§ **Stated goal 1**:
According to the recruitment passage, what could an internal candidate already on the employer's doorstep save? List each item.
§ **Stated goal 2**:
From the recruitment passage, transcribe the part that opens with the words "However, it may" and closes with "of the organisation.".

§ **Source text**:

Although application forms vary from employer to employer and between job positions, most employers use a standard application form asking for details such as previous positions and employers, education and relevant training courses and contact information. You should only ask for information relevant to the position you are offering.
There are no rules in employment law which state that an employer must advertise internally before they try external sources to fill a vacant post. This is purely a management decision and if you feel that there are good reasons to use external recruitment as a first route then there is nothing directly stopping you.
However, it may be a good idea to look internally first. You might think that you do not have the right person internally, but your current staff may not have made their full complement of skills known to you in the role that they currently undertake. It might take the awareness of a promotion to give them the kick they need to show you their full potential and ambition. This means that you could have the prime candidate already on your doorstep who could save you the time, effort and money it takes to advertise outside of the organisation.

§ **Data supplied**:
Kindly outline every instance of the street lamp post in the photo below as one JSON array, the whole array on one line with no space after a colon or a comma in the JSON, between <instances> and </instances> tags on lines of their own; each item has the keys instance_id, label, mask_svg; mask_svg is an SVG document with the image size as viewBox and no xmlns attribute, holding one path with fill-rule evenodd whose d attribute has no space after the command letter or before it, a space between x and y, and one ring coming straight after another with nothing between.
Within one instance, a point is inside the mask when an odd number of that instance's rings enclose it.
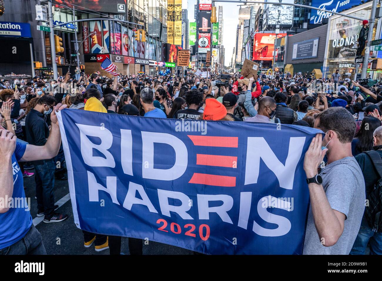
<instances>
[{"instance_id":1,"label":"street lamp post","mask_svg":"<svg viewBox=\"0 0 382 281\"><path fill-rule=\"evenodd\" d=\"M373 6L371 8L371 15L370 22L369 26L369 33L367 34L367 43L366 47L366 52L365 52L365 56L363 58L362 63L362 70L361 73L361 79L364 79L367 75L367 65L369 64L369 58L370 56L370 50L369 47L370 45L371 39L373 39L373 29L374 28L374 23L376 21L376 11L377 10L377 0L373 0Z\"/></svg>"}]
</instances>

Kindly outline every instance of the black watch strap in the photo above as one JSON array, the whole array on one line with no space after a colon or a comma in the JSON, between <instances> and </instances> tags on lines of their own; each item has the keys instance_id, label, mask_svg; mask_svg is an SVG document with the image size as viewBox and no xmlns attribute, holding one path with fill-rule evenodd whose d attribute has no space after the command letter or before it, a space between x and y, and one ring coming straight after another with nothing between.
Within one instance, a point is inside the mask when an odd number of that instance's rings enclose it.
<instances>
[{"instance_id":1,"label":"black watch strap","mask_svg":"<svg viewBox=\"0 0 382 281\"><path fill-rule=\"evenodd\" d=\"M306 179L306 183L316 184L321 184L322 183L322 178L321 176L318 174L313 177Z\"/></svg>"}]
</instances>

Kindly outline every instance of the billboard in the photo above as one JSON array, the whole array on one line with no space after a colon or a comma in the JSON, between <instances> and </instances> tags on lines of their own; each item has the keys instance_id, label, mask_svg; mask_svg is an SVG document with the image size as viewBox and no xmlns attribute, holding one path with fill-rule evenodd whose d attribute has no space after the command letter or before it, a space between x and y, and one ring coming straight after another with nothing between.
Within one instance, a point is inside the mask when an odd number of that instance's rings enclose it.
<instances>
[{"instance_id":1,"label":"billboard","mask_svg":"<svg viewBox=\"0 0 382 281\"><path fill-rule=\"evenodd\" d=\"M190 23L188 27L189 45L193 46L196 42L196 23Z\"/></svg>"},{"instance_id":2,"label":"billboard","mask_svg":"<svg viewBox=\"0 0 382 281\"><path fill-rule=\"evenodd\" d=\"M100 54L102 51L102 28L101 27L101 21L89 22L89 32L94 34L92 37L97 35L97 43L95 44L92 40L90 40L91 50L92 54Z\"/></svg>"},{"instance_id":3,"label":"billboard","mask_svg":"<svg viewBox=\"0 0 382 281\"><path fill-rule=\"evenodd\" d=\"M167 42L181 45L182 0L169 0L167 10Z\"/></svg>"},{"instance_id":4,"label":"billboard","mask_svg":"<svg viewBox=\"0 0 382 281\"><path fill-rule=\"evenodd\" d=\"M65 5L72 8L71 5L76 5L75 8L88 11L89 9L105 13L125 14L126 13L126 0L52 0L52 4L55 7L62 7ZM70 5L68 5L70 4Z\"/></svg>"},{"instance_id":5,"label":"billboard","mask_svg":"<svg viewBox=\"0 0 382 281\"><path fill-rule=\"evenodd\" d=\"M312 6L324 9L339 13L341 11L351 8L355 5L361 4L360 0L312 0ZM322 22L322 19L328 18L333 14L326 12L311 10L310 23L317 24Z\"/></svg>"},{"instance_id":6,"label":"billboard","mask_svg":"<svg viewBox=\"0 0 382 281\"><path fill-rule=\"evenodd\" d=\"M207 53L211 47L211 34L199 32L198 47L199 53Z\"/></svg>"},{"instance_id":7,"label":"billboard","mask_svg":"<svg viewBox=\"0 0 382 281\"><path fill-rule=\"evenodd\" d=\"M212 25L212 45L217 45L219 40L219 23L215 23Z\"/></svg>"},{"instance_id":8,"label":"billboard","mask_svg":"<svg viewBox=\"0 0 382 281\"><path fill-rule=\"evenodd\" d=\"M199 1L199 10L210 11L212 6L212 1L211 0L200 0Z\"/></svg>"},{"instance_id":9,"label":"billboard","mask_svg":"<svg viewBox=\"0 0 382 281\"><path fill-rule=\"evenodd\" d=\"M280 33L277 38L286 35L286 33ZM253 40L252 60L273 60L275 38L275 33L256 33Z\"/></svg>"},{"instance_id":10,"label":"billboard","mask_svg":"<svg viewBox=\"0 0 382 281\"><path fill-rule=\"evenodd\" d=\"M292 59L317 57L319 39L319 37L313 38L293 44Z\"/></svg>"},{"instance_id":11,"label":"billboard","mask_svg":"<svg viewBox=\"0 0 382 281\"><path fill-rule=\"evenodd\" d=\"M130 39L129 38L129 31L127 27L122 26L121 29L122 35L122 54L123 55L129 55L129 46L130 45Z\"/></svg>"},{"instance_id":12,"label":"billboard","mask_svg":"<svg viewBox=\"0 0 382 281\"><path fill-rule=\"evenodd\" d=\"M281 0L282 3L294 3L294 0ZM293 6L286 5L265 4L264 8L264 24L291 25L293 23Z\"/></svg>"}]
</instances>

§ **Right answer 1**:
- Time
- Effort
- Money

§ **Right answer 2**:
However, it may be a good idea to look internally first. You might think that you do not have the right person internally, but your current staff may not have made their full complement of skills known to you in the role that they currently undertake. It might take the awareness of a promotion to give them the kick they need to show you their full potential and ambition. This means that you could have the prime candidate already on your doorstep who could save you the time, effort and money it takes to advertise outside of the organisation.